=== Point localization data ===

※ ※ ※

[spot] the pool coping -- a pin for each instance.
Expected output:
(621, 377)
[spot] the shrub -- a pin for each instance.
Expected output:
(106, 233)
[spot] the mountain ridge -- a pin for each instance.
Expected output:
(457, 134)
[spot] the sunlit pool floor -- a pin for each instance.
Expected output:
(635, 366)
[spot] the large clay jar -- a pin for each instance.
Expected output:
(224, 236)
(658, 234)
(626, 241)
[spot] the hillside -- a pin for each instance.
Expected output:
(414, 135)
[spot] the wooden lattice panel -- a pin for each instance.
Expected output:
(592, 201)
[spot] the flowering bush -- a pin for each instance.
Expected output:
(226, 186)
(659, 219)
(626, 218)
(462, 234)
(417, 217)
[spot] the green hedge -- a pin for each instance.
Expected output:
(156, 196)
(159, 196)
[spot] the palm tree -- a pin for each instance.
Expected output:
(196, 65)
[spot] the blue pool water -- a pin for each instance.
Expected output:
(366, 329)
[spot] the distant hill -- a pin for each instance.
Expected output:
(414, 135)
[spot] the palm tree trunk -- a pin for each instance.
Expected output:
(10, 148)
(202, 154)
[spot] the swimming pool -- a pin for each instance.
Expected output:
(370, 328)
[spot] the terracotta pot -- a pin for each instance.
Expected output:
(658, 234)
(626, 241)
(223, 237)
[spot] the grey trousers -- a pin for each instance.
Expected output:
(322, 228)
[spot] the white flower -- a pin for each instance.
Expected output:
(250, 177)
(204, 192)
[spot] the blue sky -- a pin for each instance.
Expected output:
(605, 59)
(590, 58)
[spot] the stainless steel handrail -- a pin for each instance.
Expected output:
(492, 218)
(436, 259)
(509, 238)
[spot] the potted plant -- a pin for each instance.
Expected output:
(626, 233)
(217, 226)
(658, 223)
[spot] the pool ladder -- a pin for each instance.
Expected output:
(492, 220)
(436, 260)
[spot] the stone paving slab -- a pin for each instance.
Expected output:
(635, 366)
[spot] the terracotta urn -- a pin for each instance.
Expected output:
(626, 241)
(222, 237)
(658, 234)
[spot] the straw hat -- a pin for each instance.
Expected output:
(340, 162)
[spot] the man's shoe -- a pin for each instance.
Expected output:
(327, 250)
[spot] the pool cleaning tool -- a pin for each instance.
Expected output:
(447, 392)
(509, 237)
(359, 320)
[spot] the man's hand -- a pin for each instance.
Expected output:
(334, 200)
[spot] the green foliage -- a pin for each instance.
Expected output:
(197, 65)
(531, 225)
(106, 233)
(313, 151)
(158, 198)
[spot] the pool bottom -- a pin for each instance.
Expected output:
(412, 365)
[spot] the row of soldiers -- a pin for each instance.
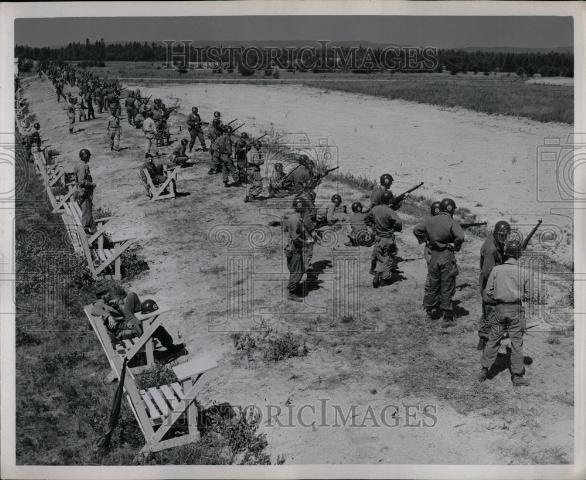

※ ※ ※

=== About this exercise ===
Taking the records from the top, repeat each line exactly until you have repeated the line that contains "[spot] the blue sky".

=== Response to the exercise ===
[spot] the pool coping -- a pin for each instance.
Expected output:
(621, 377)
[spot] the shrub -- a pin for each instance.
Expected output:
(106, 233)
[spot] the mountain ridge -- a pin for each instance.
Expected output:
(457, 134)
[spot] the sunlit pool floor -- a pin for each instance.
Expected output:
(635, 366)
[spot] the large clay jar -- a pin for each instance.
Expected output:
(224, 236)
(658, 234)
(626, 241)
[spot] the hillside -- a pin for each instance.
Expected output:
(414, 135)
[spot] the wooden lattice panel -- a pin for each instance.
Expected output:
(592, 201)
[spot] the flowering bush -- a pin for each instance.
Expected output:
(226, 186)
(659, 219)
(626, 218)
(462, 234)
(417, 217)
[spot] the green hedge -- a pin for each instance.
Expected output:
(156, 196)
(159, 196)
[spot] the palm tree -- a pin for each instance.
Expected output:
(196, 65)
[spot] the blue pool water -- a pin for each instance.
Expected output:
(366, 329)
[spot] the distant hill -- a pin for each instance.
Expected output:
(414, 135)
[spot] the palm tree trunk -- a pin for each instance.
Expected output:
(10, 148)
(202, 154)
[spot] the swimming pool -- a pin for each instance.
Expected output:
(370, 328)
[spot] the terracotta pot -- a pin for each instance.
Expected output:
(658, 234)
(626, 241)
(223, 237)
[spot] the grey trousers -- a pin for each instance.
Expected output:
(322, 228)
[spot] the white flower -- a pin for each instance.
Expected output:
(250, 177)
(204, 192)
[spot] the blue sky -- a pin for each instance.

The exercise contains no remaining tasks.